▶ [WHAT THIS TASK INVOLVES] Only lines holding the word "outline" are wanted from the records; copy all of them.

BEGIN

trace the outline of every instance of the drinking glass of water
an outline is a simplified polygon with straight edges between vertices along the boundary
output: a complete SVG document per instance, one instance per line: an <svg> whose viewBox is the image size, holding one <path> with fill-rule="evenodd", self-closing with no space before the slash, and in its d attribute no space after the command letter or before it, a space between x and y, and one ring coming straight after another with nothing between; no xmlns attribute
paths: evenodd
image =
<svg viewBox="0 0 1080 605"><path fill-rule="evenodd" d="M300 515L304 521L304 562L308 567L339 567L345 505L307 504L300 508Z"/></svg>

END

▶ [ANSWER SPACE]
trace the outline of every instance of the drinking glass of water
an outline is a simplified polygon with straight edges between vertices along the boundary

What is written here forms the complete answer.